(Items from a labeling collection)
★ ★ ★ ★
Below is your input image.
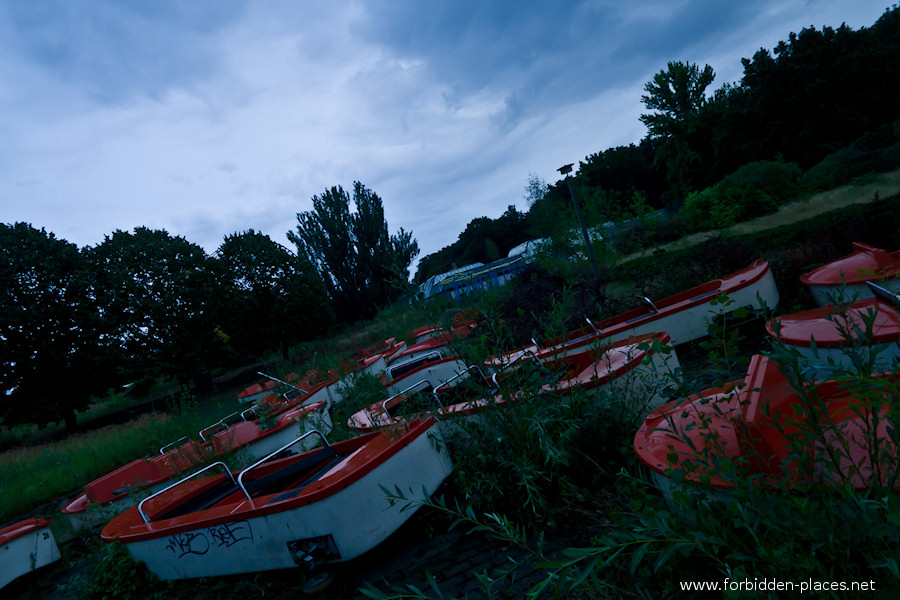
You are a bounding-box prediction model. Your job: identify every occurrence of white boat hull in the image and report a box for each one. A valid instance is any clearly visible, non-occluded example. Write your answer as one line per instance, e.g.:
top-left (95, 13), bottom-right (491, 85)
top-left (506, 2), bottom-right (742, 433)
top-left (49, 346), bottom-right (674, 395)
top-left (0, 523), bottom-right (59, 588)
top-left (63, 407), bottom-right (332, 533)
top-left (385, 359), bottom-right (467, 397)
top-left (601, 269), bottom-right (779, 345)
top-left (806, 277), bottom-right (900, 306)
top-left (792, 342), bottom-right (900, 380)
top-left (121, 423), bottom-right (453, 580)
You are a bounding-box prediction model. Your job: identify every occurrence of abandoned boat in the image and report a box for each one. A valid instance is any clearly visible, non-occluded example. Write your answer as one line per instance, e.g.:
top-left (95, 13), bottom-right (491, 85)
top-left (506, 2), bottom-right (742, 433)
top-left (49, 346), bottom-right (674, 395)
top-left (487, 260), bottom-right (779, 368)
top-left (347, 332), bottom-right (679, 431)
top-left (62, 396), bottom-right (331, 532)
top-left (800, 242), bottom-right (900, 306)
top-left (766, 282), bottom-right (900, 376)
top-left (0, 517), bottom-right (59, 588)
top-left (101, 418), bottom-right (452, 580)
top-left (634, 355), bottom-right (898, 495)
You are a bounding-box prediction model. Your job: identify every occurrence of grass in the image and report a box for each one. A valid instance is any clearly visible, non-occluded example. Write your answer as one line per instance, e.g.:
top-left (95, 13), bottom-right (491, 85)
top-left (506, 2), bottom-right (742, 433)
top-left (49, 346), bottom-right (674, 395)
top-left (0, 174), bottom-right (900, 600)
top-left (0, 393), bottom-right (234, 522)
★ ★ ★ ★
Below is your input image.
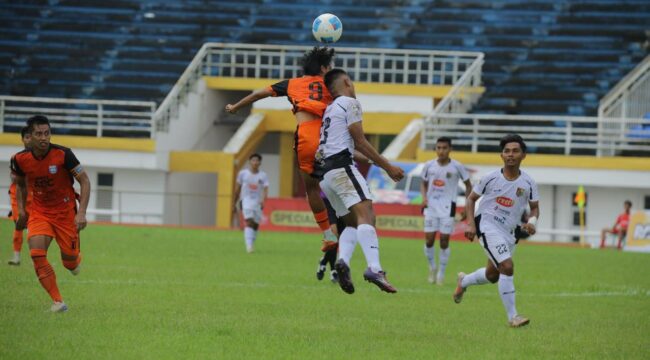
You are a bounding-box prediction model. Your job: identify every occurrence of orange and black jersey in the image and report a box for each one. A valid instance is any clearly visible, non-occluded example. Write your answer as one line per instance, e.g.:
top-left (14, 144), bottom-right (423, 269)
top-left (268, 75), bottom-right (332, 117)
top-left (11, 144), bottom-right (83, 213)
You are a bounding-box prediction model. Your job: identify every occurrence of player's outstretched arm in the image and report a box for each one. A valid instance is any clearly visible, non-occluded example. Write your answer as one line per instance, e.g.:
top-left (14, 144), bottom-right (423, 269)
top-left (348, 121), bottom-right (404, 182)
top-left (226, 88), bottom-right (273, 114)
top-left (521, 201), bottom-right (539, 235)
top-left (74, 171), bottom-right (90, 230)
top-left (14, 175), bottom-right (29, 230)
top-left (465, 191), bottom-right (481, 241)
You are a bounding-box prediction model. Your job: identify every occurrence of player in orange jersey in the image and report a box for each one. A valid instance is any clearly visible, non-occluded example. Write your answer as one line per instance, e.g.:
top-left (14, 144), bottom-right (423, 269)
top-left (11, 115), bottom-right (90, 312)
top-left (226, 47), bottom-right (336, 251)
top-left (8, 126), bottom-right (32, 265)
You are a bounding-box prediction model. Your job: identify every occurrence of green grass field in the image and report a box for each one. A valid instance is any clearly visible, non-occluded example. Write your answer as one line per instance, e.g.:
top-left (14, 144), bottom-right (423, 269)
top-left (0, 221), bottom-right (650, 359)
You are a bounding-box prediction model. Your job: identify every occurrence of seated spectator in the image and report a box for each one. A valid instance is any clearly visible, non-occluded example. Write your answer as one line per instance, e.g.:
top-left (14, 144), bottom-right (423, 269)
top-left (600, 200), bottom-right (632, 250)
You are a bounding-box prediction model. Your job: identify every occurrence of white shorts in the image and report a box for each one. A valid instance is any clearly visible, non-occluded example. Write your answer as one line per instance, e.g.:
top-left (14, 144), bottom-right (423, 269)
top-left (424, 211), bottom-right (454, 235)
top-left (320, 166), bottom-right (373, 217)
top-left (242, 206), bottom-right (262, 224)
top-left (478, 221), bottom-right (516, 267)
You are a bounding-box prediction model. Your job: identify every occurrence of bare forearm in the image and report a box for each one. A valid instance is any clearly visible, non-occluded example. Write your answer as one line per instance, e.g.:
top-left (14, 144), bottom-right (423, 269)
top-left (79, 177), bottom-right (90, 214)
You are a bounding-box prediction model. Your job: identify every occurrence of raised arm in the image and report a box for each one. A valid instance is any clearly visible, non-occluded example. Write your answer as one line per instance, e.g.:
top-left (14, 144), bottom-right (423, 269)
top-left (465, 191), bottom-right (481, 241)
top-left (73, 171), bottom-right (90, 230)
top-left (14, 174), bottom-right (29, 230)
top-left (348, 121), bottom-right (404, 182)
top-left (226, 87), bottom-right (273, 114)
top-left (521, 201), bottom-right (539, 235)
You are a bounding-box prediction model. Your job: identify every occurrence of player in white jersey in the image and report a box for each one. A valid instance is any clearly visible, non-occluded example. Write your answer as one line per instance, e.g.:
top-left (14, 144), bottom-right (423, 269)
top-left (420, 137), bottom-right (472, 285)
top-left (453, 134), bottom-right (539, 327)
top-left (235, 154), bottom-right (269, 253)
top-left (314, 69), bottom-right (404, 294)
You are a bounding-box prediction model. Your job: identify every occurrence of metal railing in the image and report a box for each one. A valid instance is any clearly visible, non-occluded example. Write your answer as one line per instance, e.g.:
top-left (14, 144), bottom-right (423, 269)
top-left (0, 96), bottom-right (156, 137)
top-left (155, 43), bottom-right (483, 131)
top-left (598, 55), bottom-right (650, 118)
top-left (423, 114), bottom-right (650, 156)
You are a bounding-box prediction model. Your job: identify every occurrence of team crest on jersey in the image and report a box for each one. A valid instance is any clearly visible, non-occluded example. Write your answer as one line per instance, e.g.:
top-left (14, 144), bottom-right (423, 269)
★ ★ ★ ★
### [Exercise prompt]
Convert the material above into a JSON list of strings, one string per line with blank lines omitted, starting with the line that contains "occurrence of player's" and going on through the line that contains "top-left (478, 221), bottom-right (516, 267)", both included.

### [Final result]
[
  "You are a bounding-box prediction model. Your job: identify every occurrence of player's outstretched arm in the image and report a box for each one. A valid instance is any clearly visible, non-occluded example. Write your answer as one line per instance, e.g.:",
  "top-left (14, 144), bottom-right (423, 269)",
  "top-left (348, 121), bottom-right (404, 182)",
  "top-left (226, 88), bottom-right (273, 114)",
  "top-left (521, 201), bottom-right (539, 235)",
  "top-left (74, 171), bottom-right (90, 230)",
  "top-left (14, 175), bottom-right (29, 230)",
  "top-left (465, 191), bottom-right (481, 241)",
  "You are a bounding-box prediction model. Your job: identify every occurrence of player in orange jersey in the image and report a box for each one. A valid instance is any clearly visible, non-occluded example. Write your answer as one line per instance, e.g.:",
  "top-left (14, 144), bottom-right (423, 269)",
  "top-left (11, 115), bottom-right (90, 312)",
  "top-left (226, 47), bottom-right (336, 251)",
  "top-left (8, 126), bottom-right (32, 265)",
  "You are a bounding-box prediction model. Your job: identify every occurrence of green grass field in the image and report a box for each one. A valid instance is any clearly visible, non-occluded example. Write your answer as one line per instance, e.g.:",
  "top-left (14, 144), bottom-right (423, 269)",
  "top-left (0, 221), bottom-right (650, 359)",
  "You are a bounding-box prediction model. Your job: identify every occurrence of seated spectator in the image and report a box for each one. A valid instance is any clearly visible, non-occluded example. Write your answer as one line per instance, e.g.:",
  "top-left (14, 144), bottom-right (423, 269)",
  "top-left (600, 200), bottom-right (632, 250)",
  "You are a bounding-box prediction model. Your job: identify every occurrence of white shorts in the image and report a box for each one. A valid instance is any clearly visible, non-occluded example. Write your answer as one line per instance, e.g.:",
  "top-left (14, 144), bottom-right (423, 269)",
  "top-left (424, 211), bottom-right (454, 235)",
  "top-left (320, 166), bottom-right (373, 217)",
  "top-left (242, 206), bottom-right (262, 224)",
  "top-left (478, 221), bottom-right (516, 267)"
]